• **Aim of the task**:
The lines to be set down run from the line containing "Exercise. Point to every instance of the junior" through the final line of the data below; print them exactly and print nothing else.
[begin The data]
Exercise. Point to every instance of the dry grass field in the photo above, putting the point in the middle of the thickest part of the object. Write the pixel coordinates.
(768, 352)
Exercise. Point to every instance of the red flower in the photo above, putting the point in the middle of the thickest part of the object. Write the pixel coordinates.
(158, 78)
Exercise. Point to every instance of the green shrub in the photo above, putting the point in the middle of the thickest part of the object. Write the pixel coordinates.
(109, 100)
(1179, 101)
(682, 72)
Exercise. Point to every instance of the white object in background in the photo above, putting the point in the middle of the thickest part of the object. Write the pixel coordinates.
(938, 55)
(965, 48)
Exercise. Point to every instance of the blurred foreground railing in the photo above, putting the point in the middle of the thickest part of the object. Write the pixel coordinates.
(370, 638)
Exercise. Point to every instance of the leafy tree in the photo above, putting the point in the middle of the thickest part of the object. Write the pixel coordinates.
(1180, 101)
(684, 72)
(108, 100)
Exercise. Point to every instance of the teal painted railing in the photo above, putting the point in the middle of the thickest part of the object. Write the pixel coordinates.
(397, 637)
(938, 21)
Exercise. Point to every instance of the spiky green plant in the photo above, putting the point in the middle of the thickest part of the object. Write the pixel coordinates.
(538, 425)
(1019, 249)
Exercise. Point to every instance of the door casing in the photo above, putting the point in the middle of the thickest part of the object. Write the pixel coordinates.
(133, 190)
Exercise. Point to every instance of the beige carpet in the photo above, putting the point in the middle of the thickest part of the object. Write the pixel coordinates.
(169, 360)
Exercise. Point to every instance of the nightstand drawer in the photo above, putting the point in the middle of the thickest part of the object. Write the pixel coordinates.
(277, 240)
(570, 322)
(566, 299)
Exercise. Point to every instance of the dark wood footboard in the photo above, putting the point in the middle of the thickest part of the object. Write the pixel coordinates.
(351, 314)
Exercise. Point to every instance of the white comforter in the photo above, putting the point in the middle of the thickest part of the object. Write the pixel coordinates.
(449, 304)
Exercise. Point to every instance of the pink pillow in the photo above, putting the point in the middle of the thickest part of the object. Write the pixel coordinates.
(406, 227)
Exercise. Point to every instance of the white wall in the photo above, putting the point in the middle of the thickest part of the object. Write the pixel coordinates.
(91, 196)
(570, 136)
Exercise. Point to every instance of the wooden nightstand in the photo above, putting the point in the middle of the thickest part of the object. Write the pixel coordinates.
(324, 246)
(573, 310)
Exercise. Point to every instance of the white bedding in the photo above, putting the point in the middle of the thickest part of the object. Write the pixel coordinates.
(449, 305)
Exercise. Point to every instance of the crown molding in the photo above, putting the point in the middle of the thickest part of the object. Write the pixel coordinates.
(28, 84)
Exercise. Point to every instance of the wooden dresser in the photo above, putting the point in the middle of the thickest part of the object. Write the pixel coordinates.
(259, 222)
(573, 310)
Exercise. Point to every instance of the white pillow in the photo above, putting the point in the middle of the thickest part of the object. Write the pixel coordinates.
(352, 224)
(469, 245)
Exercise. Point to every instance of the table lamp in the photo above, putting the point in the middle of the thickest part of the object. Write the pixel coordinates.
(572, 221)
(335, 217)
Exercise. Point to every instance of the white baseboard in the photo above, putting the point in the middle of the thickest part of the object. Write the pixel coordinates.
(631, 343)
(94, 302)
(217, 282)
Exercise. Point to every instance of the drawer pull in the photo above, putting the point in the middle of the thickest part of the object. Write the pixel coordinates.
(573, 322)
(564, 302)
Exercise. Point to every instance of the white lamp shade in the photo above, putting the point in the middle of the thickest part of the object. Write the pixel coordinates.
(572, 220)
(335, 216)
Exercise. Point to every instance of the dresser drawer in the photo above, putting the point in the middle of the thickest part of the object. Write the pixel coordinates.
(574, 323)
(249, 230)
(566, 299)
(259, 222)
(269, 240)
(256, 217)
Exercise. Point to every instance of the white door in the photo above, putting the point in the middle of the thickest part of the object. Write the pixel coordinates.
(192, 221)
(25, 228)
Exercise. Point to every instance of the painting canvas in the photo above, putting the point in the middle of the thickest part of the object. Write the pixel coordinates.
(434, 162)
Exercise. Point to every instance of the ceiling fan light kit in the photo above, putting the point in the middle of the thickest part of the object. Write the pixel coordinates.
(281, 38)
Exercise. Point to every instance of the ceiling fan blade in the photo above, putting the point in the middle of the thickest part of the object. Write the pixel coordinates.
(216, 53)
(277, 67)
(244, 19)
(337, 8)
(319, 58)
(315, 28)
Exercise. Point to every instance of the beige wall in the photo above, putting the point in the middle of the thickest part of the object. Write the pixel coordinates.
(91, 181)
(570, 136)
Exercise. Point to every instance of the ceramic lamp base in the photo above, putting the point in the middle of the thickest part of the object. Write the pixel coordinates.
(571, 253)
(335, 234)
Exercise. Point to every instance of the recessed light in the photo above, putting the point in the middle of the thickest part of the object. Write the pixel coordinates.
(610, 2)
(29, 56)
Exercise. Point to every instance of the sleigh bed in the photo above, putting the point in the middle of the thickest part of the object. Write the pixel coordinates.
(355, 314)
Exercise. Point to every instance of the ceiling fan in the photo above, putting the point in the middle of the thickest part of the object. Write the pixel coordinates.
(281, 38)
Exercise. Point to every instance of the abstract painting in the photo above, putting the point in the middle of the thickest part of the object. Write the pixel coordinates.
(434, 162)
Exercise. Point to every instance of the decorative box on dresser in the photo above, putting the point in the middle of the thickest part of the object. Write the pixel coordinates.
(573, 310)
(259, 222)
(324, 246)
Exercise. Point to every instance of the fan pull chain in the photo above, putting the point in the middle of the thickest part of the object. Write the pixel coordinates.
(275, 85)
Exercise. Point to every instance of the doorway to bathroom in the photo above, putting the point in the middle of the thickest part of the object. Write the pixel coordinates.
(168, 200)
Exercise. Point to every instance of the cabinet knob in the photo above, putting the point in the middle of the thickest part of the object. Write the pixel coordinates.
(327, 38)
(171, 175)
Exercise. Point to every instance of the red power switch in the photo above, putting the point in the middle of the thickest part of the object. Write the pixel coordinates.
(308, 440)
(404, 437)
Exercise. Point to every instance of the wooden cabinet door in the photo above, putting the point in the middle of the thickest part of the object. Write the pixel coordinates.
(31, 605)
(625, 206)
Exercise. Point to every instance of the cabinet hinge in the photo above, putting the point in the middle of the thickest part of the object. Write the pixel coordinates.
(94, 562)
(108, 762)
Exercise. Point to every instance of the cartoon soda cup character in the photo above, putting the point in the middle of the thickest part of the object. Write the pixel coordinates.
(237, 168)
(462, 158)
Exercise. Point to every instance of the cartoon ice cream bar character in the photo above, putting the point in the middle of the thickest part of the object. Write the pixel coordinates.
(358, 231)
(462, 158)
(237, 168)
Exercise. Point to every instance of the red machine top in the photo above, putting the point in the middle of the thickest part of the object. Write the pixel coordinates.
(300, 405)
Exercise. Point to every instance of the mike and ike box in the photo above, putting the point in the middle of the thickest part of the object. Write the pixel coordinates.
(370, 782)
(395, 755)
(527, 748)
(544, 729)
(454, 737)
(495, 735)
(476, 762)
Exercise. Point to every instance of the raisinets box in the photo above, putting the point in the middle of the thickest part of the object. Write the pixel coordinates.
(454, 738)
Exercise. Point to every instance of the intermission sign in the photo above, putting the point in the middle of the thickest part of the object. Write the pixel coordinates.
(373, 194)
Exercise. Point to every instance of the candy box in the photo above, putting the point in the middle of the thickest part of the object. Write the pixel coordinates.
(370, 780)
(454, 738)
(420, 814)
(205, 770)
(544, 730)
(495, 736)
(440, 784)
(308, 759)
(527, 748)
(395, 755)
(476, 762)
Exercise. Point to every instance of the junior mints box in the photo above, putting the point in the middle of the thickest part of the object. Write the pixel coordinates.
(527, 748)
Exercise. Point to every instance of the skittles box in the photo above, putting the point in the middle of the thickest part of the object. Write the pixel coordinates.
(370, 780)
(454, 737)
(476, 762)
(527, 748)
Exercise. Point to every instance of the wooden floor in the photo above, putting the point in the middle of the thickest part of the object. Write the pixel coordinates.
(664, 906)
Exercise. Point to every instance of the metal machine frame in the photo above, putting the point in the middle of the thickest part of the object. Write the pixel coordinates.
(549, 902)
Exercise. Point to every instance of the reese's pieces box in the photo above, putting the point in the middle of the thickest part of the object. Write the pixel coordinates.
[end The data]
• **Problem solution**:
Exercise. Point to every instance of the junior mints box in the photo above, putting the point in the middle of the thickest part of the object. Write the pixel coordinates.
(527, 748)
Exercise. Point to every instance of the skittles box in the photo above, putting the point in the middle of the thickest part of the object. Write the pixel coordinates.
(370, 780)
(454, 737)
(476, 762)
(527, 748)
Exercise. Point to every instance of the wooden floor in the photo above, putting the point in the middle of the thickest part of the object. Write the pixel coordinates.
(664, 906)
Exercise. Point to every instance of the metal machine frame in the photo above, putting the point in the middle of the thickest part of the object. Write the pixel coordinates.
(549, 902)
Exercise. Point to every instance of the reese's pieces box in the photo above, putting the point in the middle of the thickest part of the object. Write the pixel coordinates.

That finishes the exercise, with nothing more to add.